§ **WHAT YOU ARE ASKED TO DO**
Please rewrite the records below, replacing "pin" with "marker" and keeping everything else the same.

§ **EXTRACTED RECORDS**
____

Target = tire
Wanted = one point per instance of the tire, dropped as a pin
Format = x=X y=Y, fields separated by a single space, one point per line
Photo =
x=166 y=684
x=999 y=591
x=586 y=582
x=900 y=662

____

§ **FINISHED ANSWER**
Target = tire
Wanted = one point per instance of the tire, dropped as a marker
Format = x=X y=Y, fields separated by a single space, one point per line
Photo =
x=166 y=684
x=999 y=591
x=586 y=582
x=900 y=662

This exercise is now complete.